# Direction 1:
Answer these about the text on the film Lammbock, one line each:
(a) Who produced the film?
(b) What job does Stefan's father hold?
(c) What does Achim hand the two friends in the head shop?

— Start of Provided text —

- Film poster
- Directed by: Christian Zübert
- Written by: Christian Zübert
- Produced by: Sönke Wortmann
- Starring: Moritz Bleibtreu Lucas Gregorowicz Marie Zielcke Elmar Wepper Alexandra Neldel
- Cinematography: Sonja Rome
- Edited by: Andrea Mertens
- Release date: 23 August 2001;
- Running time: 93 minutes
- Country: Germany
- Language: German

= Lammbock =

2001 film by Christian Zübert

Lammbock is a 2001 German stoner film. The protagonists are two pizza delivery owners who decide to up their income by adding marijuana to the menu and get into trouble after attracting the attention of an undercover cop. There are numerous subplots, and the movie is essentially divided into various chapters, each dealing with a different episode. It was filmed in and around the Franconian city of Würzburg and in Cologne, North Rhine-Westphalia.

== Plot ==
Kai and Stefan are two friends who own a gourmet pizza delivery business as a front for selling cannabis. Stefan is in the final stages of law school under the behest of his father, who is a judge. They visit their outdoor cannabis growing operation only to discover that aphids are destroying their plants. In a head shop they meet Achim, a stoner who says he knows how to get rid of aphids, handing them a tub full of Aphidoletes aphidimyza. However, Achim is an undercover police officer.

After much debate, the duo decide to bring Achim to the plantation to help with the aphid problem. His next idea is to use an adulterant on the plants called "Brain cell massacre," which he says is used on Kazakhstan plantations. On the way to the growing area, they try to pick some psychedelic mushrooms. They test them out on Achim while he is at the plantation, claiming that they already tried some. Achim is poisoned by the mushrooms and goes into a convulsive state, when they spot a hunter in the area. They lock up Achim in the trunk of their car, along with the hunter who discovered the cannabis plantation as well as the harvested crop.

After narrowly getting out of an unrelated traffic stop, the duo open up to Stefan's father and confess their situation. Though Stefan's father becomes upset, he calls the chief of police, whom he befriended when he was a public prosecutor. With the help of the chief of police, the duo get off the hook. Stefan takes his final exam only to walk out at the last minute to pursue his lifelong dream of owning a cafe on a beach.

— End of Provided text —
— Start of Rows —

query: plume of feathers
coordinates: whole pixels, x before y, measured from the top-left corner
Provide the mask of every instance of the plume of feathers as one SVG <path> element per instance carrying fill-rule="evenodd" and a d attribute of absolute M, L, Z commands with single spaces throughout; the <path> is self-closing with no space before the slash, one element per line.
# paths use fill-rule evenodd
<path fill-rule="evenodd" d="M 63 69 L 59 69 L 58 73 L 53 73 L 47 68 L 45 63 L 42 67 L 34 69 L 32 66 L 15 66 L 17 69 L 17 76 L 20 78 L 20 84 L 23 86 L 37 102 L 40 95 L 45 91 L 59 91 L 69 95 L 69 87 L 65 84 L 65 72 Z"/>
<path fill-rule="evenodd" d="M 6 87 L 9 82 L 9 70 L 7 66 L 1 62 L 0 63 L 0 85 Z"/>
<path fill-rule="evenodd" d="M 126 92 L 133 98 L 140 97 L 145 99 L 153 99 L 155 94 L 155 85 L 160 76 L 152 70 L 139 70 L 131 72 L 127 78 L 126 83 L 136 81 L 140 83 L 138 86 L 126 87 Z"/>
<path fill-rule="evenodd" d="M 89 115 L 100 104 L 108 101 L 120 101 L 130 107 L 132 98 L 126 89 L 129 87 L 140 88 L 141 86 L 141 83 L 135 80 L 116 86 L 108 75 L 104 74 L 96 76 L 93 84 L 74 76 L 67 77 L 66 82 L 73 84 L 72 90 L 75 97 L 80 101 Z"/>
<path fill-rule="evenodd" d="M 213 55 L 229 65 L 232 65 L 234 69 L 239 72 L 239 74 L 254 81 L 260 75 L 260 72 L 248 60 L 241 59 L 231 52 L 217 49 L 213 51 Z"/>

— End of Rows —
— Start of Rows —

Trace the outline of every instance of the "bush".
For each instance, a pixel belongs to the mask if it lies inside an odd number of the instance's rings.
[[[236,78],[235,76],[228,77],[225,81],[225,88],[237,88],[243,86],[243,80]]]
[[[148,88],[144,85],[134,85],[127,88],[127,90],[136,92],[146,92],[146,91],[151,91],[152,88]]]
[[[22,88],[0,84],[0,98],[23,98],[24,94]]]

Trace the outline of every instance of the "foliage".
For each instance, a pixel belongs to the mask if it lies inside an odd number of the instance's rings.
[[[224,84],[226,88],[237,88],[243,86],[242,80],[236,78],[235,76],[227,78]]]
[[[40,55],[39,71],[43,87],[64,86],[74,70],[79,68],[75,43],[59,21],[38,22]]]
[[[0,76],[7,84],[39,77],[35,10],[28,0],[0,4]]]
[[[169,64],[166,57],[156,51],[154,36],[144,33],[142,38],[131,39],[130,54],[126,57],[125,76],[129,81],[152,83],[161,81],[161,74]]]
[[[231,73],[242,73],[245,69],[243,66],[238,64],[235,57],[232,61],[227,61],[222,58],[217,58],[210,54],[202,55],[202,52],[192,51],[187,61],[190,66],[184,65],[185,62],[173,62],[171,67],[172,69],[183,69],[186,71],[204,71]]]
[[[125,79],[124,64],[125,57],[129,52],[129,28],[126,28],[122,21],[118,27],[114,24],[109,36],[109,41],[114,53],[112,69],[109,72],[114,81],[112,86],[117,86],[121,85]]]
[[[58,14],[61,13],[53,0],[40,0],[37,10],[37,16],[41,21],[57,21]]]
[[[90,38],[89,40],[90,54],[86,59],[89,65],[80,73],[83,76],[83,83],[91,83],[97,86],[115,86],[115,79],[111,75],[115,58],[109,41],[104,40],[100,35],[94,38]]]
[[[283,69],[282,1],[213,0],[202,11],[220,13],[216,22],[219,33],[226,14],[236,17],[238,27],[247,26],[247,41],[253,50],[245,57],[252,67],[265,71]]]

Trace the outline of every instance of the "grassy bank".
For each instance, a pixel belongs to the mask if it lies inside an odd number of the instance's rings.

— End of Rows —

# Direction 2:
Lay out the rows as a Markdown table with the columns Row and Content, one row number and one line per table row, skipping any blank lines. Begin at the row that has "query: plume of feathers" and stop after the row that has "86 L 37 102".

# Exercise response 1:
(a) Sönke Wortmann
(b) He is a judge.
(c) A tub full of Aphidoletes aphidimyza

# Exercise response 2:
| Row | Content |
|---|---|
| 1 | query: plume of feathers |
| 2 | coordinates: whole pixels, x before y, measured from the top-left corner |
| 3 | Provide the mask of every instance of the plume of feathers as one SVG <path> element per instance carrying fill-rule="evenodd" and a d attribute of absolute M, L, Z commands with single spaces throughout; the <path> is self-closing with no space before the slash, one element per line. |
| 4 | # paths use fill-rule evenodd |
| 5 | <path fill-rule="evenodd" d="M 63 69 L 59 69 L 58 73 L 53 73 L 47 68 L 45 63 L 42 67 L 34 69 L 32 66 L 15 66 L 17 69 L 17 76 L 20 78 L 20 84 L 23 86 L 37 102 L 40 95 L 45 91 L 59 91 L 69 95 L 69 87 L 65 84 L 65 72 Z"/> |